Exercise prompt
Put the items below, starting at the line containing "Please tag the view" and ending at the line containing "column 146, row 191", into a two-column CSV with the columns request and answer. Each row holds one request and its answer, each in a single quoted field, with any line breaks replaced by spaces.

═════ Records

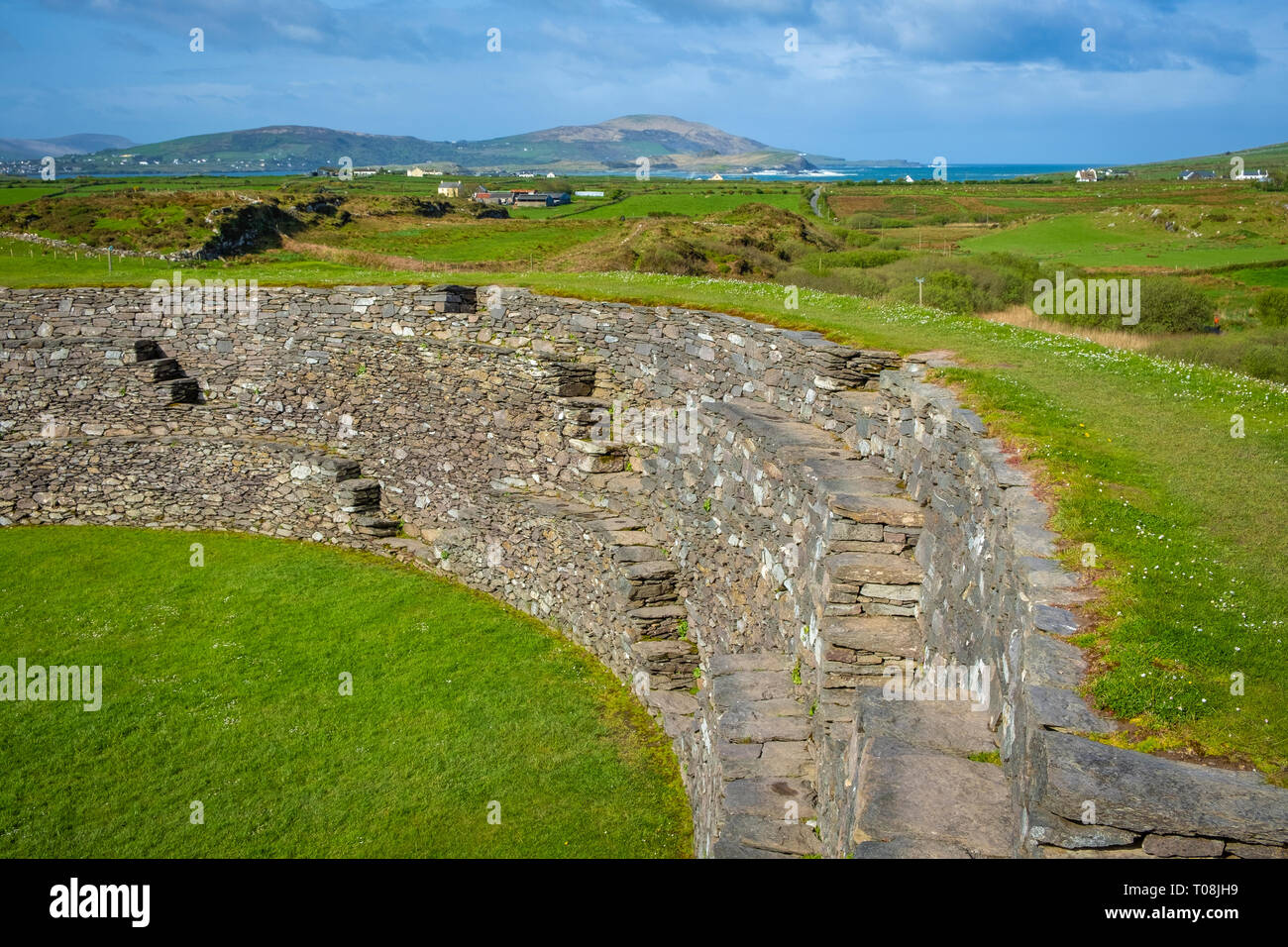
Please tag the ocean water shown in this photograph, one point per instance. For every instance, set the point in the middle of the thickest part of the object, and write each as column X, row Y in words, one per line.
column 918, row 172
column 822, row 174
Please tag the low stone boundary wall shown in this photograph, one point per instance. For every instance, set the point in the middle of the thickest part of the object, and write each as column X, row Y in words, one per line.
column 822, row 525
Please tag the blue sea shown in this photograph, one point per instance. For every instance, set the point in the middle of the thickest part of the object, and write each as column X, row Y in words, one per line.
column 841, row 171
column 900, row 172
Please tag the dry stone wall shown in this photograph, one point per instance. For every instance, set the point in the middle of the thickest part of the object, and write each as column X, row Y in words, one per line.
column 790, row 530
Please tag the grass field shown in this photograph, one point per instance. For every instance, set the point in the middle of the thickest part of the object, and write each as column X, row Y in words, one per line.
column 1134, row 449
column 220, row 684
column 1119, row 241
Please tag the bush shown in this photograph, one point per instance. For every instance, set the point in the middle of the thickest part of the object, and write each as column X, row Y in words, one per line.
column 1168, row 304
column 1271, row 308
column 943, row 290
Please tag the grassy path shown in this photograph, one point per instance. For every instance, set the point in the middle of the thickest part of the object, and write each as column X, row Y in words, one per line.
column 1189, row 523
column 222, row 685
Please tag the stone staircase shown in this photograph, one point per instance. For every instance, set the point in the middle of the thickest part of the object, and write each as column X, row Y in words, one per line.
column 166, row 376
column 355, row 493
column 761, row 741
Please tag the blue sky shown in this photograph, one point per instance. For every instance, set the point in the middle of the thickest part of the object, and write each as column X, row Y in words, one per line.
column 973, row 80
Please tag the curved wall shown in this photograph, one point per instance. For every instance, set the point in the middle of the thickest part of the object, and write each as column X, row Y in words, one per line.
column 810, row 525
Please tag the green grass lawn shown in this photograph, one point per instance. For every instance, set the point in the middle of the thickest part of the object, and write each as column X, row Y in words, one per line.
column 1132, row 447
column 1087, row 240
column 220, row 684
column 483, row 241
column 20, row 193
column 691, row 204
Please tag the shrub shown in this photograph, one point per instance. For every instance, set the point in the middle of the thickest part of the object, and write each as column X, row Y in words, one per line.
column 859, row 239
column 1168, row 304
column 1271, row 308
column 1266, row 361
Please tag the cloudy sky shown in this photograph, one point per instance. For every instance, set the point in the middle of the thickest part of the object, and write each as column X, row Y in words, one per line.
column 974, row 80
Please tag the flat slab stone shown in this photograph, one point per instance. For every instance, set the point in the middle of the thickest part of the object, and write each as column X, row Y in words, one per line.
column 859, row 569
column 1150, row 793
column 769, row 797
column 651, row 571
column 1052, row 830
column 1183, row 847
column 892, row 510
column 751, row 685
column 764, row 722
column 945, row 725
column 772, row 835
column 673, row 702
column 883, row 634
column 750, row 661
column 910, row 791
column 1052, row 663
column 1060, row 709
column 910, row 848
column 1057, row 621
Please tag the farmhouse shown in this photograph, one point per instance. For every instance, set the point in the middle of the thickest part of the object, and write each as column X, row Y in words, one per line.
column 484, row 196
column 541, row 198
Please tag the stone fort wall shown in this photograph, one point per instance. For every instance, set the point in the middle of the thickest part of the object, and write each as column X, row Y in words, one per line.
column 812, row 525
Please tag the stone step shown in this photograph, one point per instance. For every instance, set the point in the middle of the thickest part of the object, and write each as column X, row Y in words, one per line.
column 180, row 390
column 876, row 634
column 376, row 526
column 163, row 368
column 945, row 725
column 750, row 661
column 889, row 510
column 755, row 836
column 339, row 468
column 771, row 797
column 872, row 569
column 361, row 495
column 910, row 793
column 780, row 758
column 729, row 689
column 761, row 722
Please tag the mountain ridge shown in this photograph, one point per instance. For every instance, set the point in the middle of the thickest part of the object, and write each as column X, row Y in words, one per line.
column 668, row 142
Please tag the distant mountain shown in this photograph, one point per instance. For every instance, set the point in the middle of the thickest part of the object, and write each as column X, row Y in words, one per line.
column 297, row 147
column 56, row 147
column 670, row 144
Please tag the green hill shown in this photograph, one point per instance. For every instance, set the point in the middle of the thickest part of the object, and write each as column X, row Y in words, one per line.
column 614, row 145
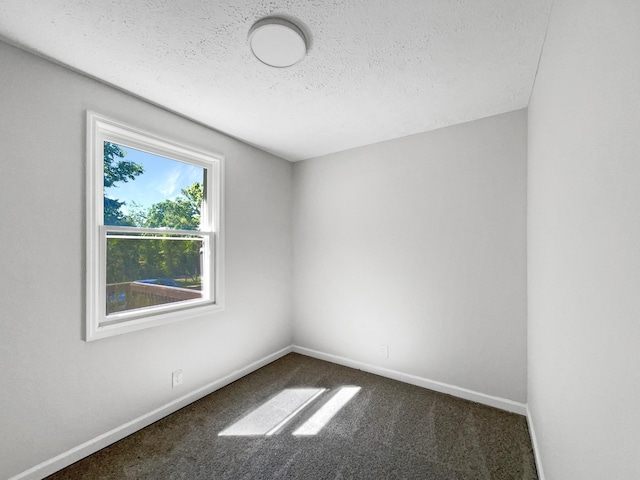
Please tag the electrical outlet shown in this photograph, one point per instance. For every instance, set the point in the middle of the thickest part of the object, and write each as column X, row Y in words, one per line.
column 176, row 378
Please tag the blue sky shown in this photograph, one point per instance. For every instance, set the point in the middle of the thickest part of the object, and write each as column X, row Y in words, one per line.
column 163, row 179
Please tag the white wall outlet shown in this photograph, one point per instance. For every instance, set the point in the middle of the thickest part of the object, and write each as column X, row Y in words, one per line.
column 176, row 378
column 384, row 351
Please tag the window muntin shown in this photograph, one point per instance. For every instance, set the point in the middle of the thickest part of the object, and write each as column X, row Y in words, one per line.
column 154, row 230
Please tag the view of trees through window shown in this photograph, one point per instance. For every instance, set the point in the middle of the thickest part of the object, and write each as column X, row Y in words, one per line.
column 146, row 191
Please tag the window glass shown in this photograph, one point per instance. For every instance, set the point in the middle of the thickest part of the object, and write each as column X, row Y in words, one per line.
column 154, row 220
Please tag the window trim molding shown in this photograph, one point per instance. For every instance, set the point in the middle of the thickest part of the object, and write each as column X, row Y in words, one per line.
column 98, row 129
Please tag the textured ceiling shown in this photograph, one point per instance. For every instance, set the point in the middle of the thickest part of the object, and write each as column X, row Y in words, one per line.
column 375, row 69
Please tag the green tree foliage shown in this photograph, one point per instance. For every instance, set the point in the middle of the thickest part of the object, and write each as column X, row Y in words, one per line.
column 116, row 169
column 130, row 260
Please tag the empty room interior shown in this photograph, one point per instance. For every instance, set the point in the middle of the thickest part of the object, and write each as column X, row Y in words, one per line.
column 439, row 194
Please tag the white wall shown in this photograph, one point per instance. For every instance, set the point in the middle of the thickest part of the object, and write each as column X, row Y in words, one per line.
column 584, row 243
column 58, row 391
column 419, row 244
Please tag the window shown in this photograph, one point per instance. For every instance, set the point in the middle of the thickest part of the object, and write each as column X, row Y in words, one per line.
column 154, row 224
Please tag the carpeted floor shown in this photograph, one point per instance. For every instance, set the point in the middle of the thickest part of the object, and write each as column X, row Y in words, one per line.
column 383, row 430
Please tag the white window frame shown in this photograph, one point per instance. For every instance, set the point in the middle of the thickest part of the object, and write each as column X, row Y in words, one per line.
column 98, row 324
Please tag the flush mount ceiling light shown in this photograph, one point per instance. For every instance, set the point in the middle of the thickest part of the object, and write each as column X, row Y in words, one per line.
column 277, row 42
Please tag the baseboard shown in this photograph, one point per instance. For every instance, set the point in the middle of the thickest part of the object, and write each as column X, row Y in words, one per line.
column 77, row 453
column 497, row 402
column 534, row 444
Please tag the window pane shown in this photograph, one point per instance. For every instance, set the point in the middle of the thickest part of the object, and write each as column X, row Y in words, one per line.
column 146, row 190
column 143, row 271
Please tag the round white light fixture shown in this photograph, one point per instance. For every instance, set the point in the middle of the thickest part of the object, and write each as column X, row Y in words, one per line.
column 277, row 42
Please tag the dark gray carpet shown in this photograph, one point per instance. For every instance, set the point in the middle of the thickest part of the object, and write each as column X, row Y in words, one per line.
column 387, row 430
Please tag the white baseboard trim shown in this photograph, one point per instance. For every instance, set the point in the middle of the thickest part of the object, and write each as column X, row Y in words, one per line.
column 497, row 402
column 77, row 453
column 534, row 444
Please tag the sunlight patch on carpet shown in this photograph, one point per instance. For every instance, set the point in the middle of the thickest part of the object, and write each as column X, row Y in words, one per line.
column 274, row 414
column 319, row 419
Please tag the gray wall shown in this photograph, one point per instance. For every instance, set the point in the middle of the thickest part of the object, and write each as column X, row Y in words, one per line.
column 584, row 243
column 58, row 391
column 419, row 243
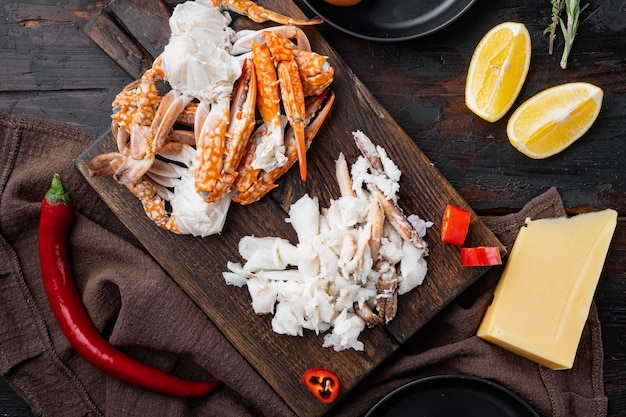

══════════

Written response
request,answer
"Please tag the view of trees through window shown in this photograph, one point per instance. For every instance, set the point in the middle of the thickest part of the object, and write each as column X, row Y in words, one per line.","column 146, row 191"